=== EXCERPT PROVIDED ===
Start

# Thin Plywood Source



## Gill (3 Nov 2009)

Hubby found a sawmill out at Belbroughton near Stourbridge last week and ordered us some fence panels for about half the price of our local retailer. When he told me about this, I trotted over there and had a chat with the mill owner. Although most of his products are pine, his daughter makes theatrical sets. Since these sets have to be moved on stage, they must be as light as possible. For this reason, she uses thin plywood boards. Now, it _isn't_ Baltic Birch Ply, but I thought £11 for a full size 4mm board was worth a punt so I ordered two. After all, B&Q, Focus _et al_ would have charged an awful lot more and the quality would be guaranteed to be iffy. They were delivered (free of charge) yesterday along with the fence panels, and look to be pretty decent quality.

I mention this for two reasons. Firstly, anyone who lives near Belbroughton might want to check out the source for themselves. Secondly, if you are on good terms with a nearby theatre, you might be able to negotiate some of their plywood.


----------



## StevieB (3 Nov 2009)

End

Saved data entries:
Start

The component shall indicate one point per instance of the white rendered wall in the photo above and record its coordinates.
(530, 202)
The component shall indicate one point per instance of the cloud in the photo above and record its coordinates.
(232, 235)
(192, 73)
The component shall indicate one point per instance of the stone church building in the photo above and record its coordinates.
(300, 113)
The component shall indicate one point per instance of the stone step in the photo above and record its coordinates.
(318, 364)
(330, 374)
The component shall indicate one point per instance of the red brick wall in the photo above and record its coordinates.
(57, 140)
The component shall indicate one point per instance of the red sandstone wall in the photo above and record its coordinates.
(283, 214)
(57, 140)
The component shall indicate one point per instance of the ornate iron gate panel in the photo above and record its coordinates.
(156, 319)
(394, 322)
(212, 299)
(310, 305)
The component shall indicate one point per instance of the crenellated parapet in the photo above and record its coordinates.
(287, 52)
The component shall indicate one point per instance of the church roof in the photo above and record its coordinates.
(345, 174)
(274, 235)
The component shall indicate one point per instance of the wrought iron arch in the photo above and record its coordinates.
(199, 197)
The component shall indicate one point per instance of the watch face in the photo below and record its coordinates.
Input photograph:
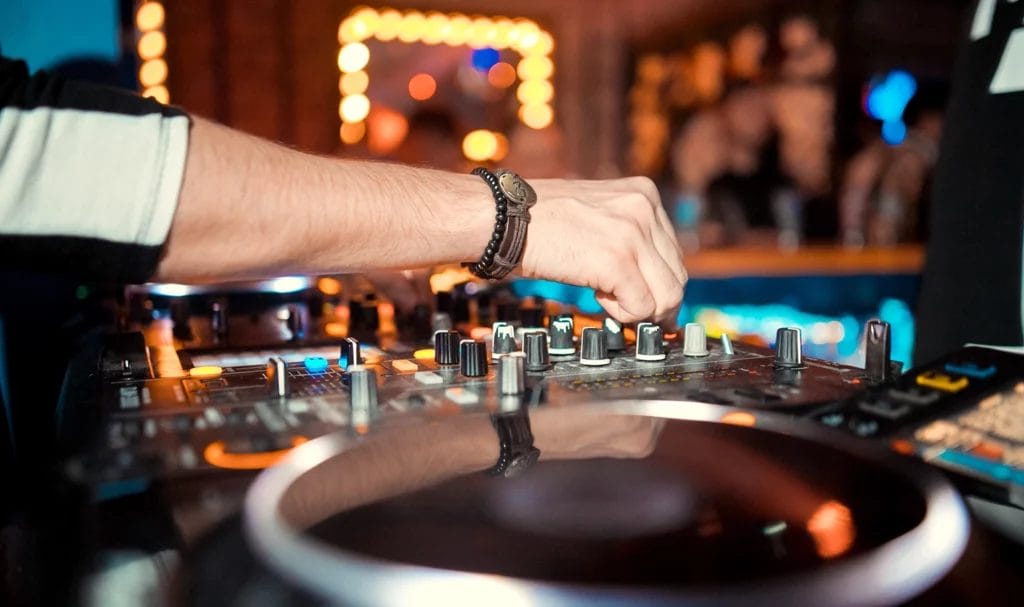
(522, 463)
(515, 188)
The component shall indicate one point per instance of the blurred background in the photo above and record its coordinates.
(792, 141)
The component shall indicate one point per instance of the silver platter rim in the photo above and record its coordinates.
(891, 573)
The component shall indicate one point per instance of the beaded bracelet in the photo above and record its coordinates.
(513, 198)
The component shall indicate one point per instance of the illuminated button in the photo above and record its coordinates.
(404, 365)
(207, 372)
(462, 396)
(315, 363)
(971, 370)
(941, 382)
(428, 378)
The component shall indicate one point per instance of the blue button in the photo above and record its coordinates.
(986, 467)
(971, 370)
(315, 363)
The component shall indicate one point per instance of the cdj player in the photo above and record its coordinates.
(674, 468)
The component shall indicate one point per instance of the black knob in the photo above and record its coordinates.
(473, 358)
(535, 344)
(593, 350)
(650, 342)
(296, 322)
(788, 348)
(613, 337)
(561, 337)
(531, 316)
(503, 337)
(350, 353)
(446, 347)
(278, 383)
(218, 318)
(878, 351)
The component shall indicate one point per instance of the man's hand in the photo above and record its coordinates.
(611, 235)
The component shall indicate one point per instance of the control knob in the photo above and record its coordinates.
(446, 347)
(650, 346)
(473, 358)
(593, 350)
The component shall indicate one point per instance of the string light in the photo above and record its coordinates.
(151, 45)
(521, 35)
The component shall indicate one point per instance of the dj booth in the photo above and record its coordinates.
(298, 442)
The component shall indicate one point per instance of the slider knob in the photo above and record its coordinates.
(511, 378)
(363, 393)
(613, 337)
(535, 344)
(473, 358)
(561, 337)
(694, 340)
(446, 347)
(504, 339)
(278, 382)
(350, 353)
(650, 345)
(593, 350)
(727, 345)
(788, 348)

End

=== REQUIRED ACTIONS ===
[1] Answer these questions from the thin plywood thread:
(a) Near which town is the sawmill at Belbroughton?
(b) What did one full-size 4mm board cost?
(c) Why must the theatrical sets be as light as possible?
[2] Reproduce the part of the thin plywood thread that opens with the words "I mention this" and closes with "StevieB (3 Nov 2009)".
[3] Translate this sentence from the thin plywood thread into Spanish: "Since these sets have to be moved on stage, they must be as light as possible."

=== RESPONSES IN ORDER ===
[1]
(a) Stourbridge
(b) £11
(c) They have to be moved on stage.

[2]
I mention this for two reasons. Firstly, anyone who lives near Belbroughton might want to check out the source for themselves. Secondly, if you are on good terms with a nearby theatre, you might be able to negotiate some of their plywood.


----------



## StevieB (3 Nov 2009)

[3] Como estos decorados tienen que moverse en el escenario, deben ser lo más ligeros posible.